- DIRECTIONS
Retype the whole listing verbatim and keep the pictures out of it.

- INFORMATION GIVEN
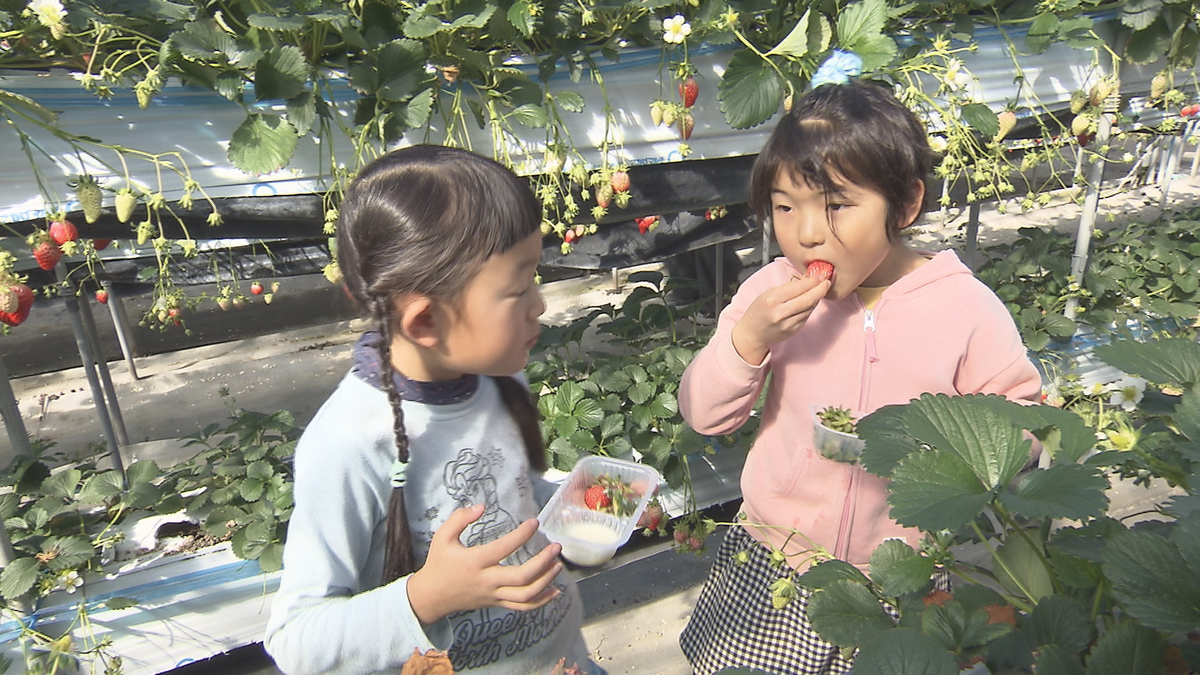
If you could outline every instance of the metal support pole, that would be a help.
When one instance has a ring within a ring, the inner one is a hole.
[[[618,268],[612,268],[613,291],[619,293],[621,291],[621,275],[618,273]]]
[[[0,358],[0,416],[4,417],[4,429],[8,432],[8,442],[12,445],[13,454],[17,457],[32,457],[33,446],[29,444],[29,431],[25,429],[25,421],[21,419],[21,408],[17,405],[17,395],[13,393],[12,383],[8,381],[8,367],[4,365],[3,358]],[[3,529],[0,527],[0,530]]]
[[[17,407],[17,397],[13,393],[12,383],[8,381],[8,368],[4,359],[0,358],[0,415],[4,417],[4,428],[8,431],[8,442],[12,444],[13,453],[17,457],[32,457],[33,447],[29,444],[29,432],[25,430],[25,422],[21,420],[21,411]],[[17,559],[13,550],[12,540],[8,538],[8,528],[0,525],[0,570]],[[29,614],[33,610],[28,598],[10,600],[13,609],[18,614]]]
[[[138,379],[137,366],[133,363],[133,336],[129,332],[129,321],[125,315],[125,301],[113,293],[112,282],[104,282],[104,290],[108,292],[108,313],[112,315],[113,326],[117,329],[117,343],[121,345],[121,354],[125,356],[125,366],[129,368],[129,376]]]
[[[121,404],[117,400],[117,390],[113,388],[112,375],[108,372],[108,359],[104,357],[104,347],[100,344],[100,333],[96,330],[96,320],[92,318],[91,303],[85,296],[79,302],[79,314],[83,319],[83,328],[87,331],[88,340],[92,345],[92,354],[96,358],[96,371],[100,374],[100,385],[108,400],[108,412],[112,416],[113,430],[117,434],[117,443],[129,445],[129,434],[125,431],[125,418],[121,415]]]
[[[1167,208],[1167,195],[1171,193],[1171,180],[1175,177],[1175,170],[1178,168],[1179,156],[1176,153],[1178,143],[1179,139],[1172,136],[1171,140],[1168,141],[1167,149],[1164,153],[1166,168],[1163,170],[1162,175],[1162,196],[1158,199],[1158,210],[1160,212],[1165,211]]]
[[[1112,135],[1112,122],[1107,113],[1100,115],[1097,123],[1096,147],[1108,145]],[[1092,243],[1092,231],[1096,228],[1096,212],[1100,208],[1100,182],[1104,180],[1105,156],[1097,154],[1088,170],[1087,195],[1083,199],[1083,213],[1079,216],[1079,231],[1075,234],[1075,254],[1071,256],[1071,278],[1075,283],[1083,283],[1083,273],[1087,270],[1088,248]],[[1075,318],[1079,309],[1078,298],[1068,298],[1063,315],[1068,319]]]
[[[1187,130],[1183,134],[1183,143],[1185,147],[1192,144],[1192,136],[1196,134],[1198,128],[1200,127],[1198,127],[1196,120],[1191,120],[1188,122]],[[1196,146],[1196,148],[1192,151],[1192,170],[1190,173],[1188,173],[1188,182],[1196,182],[1197,168],[1200,168],[1200,146]]]
[[[63,278],[61,265],[58,268],[59,279]],[[121,460],[121,447],[117,443],[116,432],[113,430],[112,417],[108,414],[108,405],[104,401],[104,390],[100,387],[100,378],[96,375],[96,362],[92,357],[92,348],[87,339],[80,317],[79,298],[66,295],[63,298],[67,305],[67,316],[71,319],[71,330],[75,333],[75,345],[79,348],[79,357],[83,361],[83,373],[87,376],[88,386],[92,389],[92,401],[100,418],[100,426],[104,430],[104,438],[108,441],[108,456],[112,459],[113,467],[125,475],[125,463]]]
[[[967,212],[967,243],[963,256],[967,259],[967,267],[975,269],[979,254],[979,202],[973,202]]]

- RESULT
If you could outline every instance of the metal support pole, that would be a help.
When one instance has a ring within a ring, the inner one is a hole.
[[[618,268],[612,268],[613,291],[619,293],[621,291],[621,275],[618,273]]]
[[[0,358],[0,416],[4,417],[4,429],[8,432],[8,442],[12,445],[13,454],[17,457],[32,457],[33,446],[29,444],[29,431],[25,429],[25,421],[21,419],[21,408],[17,405],[17,395],[13,393],[12,383],[8,381],[8,367],[4,365],[3,358]],[[3,529],[0,527],[0,530]]]
[[[17,407],[17,397],[13,393],[12,383],[8,381],[8,368],[4,359],[0,358],[0,415],[4,417],[4,428],[8,431],[8,442],[12,444],[13,453],[17,457],[32,457],[33,447],[29,444],[29,432],[25,430],[25,422],[21,420],[21,411]],[[17,559],[13,550],[12,540],[8,538],[8,528],[0,525],[0,570]],[[29,614],[33,610],[28,598],[10,600],[13,609],[18,614]]]
[[[138,379],[137,366],[133,363],[133,336],[129,332],[129,321],[125,315],[125,301],[113,293],[112,282],[104,282],[104,290],[108,292],[108,313],[112,315],[113,326],[117,329],[117,343],[121,345],[121,354],[125,356],[125,366],[129,368],[129,376]]]
[[[121,404],[117,400],[117,390],[113,388],[112,375],[108,372],[108,359],[104,357],[104,347],[100,344],[100,333],[96,330],[96,320],[92,318],[91,303],[85,296],[79,302],[79,314],[83,319],[83,328],[87,331],[88,340],[92,345],[92,354],[96,358],[96,371],[100,374],[100,385],[108,400],[108,412],[112,416],[113,430],[117,434],[117,443],[129,445],[129,434],[125,431],[125,418],[121,415]]]
[[[1167,208],[1167,195],[1171,193],[1171,180],[1175,177],[1175,170],[1178,168],[1179,156],[1176,153],[1178,143],[1179,139],[1172,136],[1171,140],[1168,141],[1167,149],[1164,153],[1166,168],[1163,170],[1162,175],[1162,196],[1158,199],[1158,210],[1160,212],[1165,211]]]
[[[1112,135],[1112,122],[1107,113],[1100,115],[1097,123],[1096,147],[1108,145]],[[1092,243],[1092,231],[1096,228],[1096,212],[1100,208],[1100,182],[1104,180],[1105,156],[1097,154],[1088,170],[1087,195],[1083,199],[1083,213],[1079,216],[1079,231],[1075,234],[1075,254],[1071,256],[1071,278],[1075,283],[1083,283],[1083,273],[1087,270],[1088,248]],[[1075,318],[1079,309],[1078,298],[1068,298],[1063,315],[1068,319]]]
[[[1187,130],[1183,134],[1183,143],[1185,147],[1192,144],[1192,136],[1196,134],[1198,128],[1200,127],[1198,127],[1196,120],[1191,120],[1188,122]],[[1196,146],[1196,148],[1192,151],[1192,170],[1190,173],[1188,173],[1188,182],[1196,182],[1197,168],[1200,168],[1200,146]]]
[[[63,278],[61,265],[58,268],[59,279]],[[121,460],[121,447],[117,443],[116,432],[113,430],[112,417],[108,414],[108,405],[104,401],[104,390],[100,387],[100,378],[96,375],[96,362],[92,357],[92,348],[87,339],[80,317],[79,298],[66,295],[63,298],[67,305],[67,316],[71,319],[71,330],[75,333],[75,345],[79,348],[79,357],[83,361],[83,373],[87,376],[88,386],[92,389],[92,401],[100,418],[100,426],[104,430],[104,438],[108,441],[108,456],[112,459],[113,467],[125,475],[125,463]]]
[[[967,212],[967,243],[963,256],[967,259],[967,267],[975,269],[979,254],[979,202],[973,202]]]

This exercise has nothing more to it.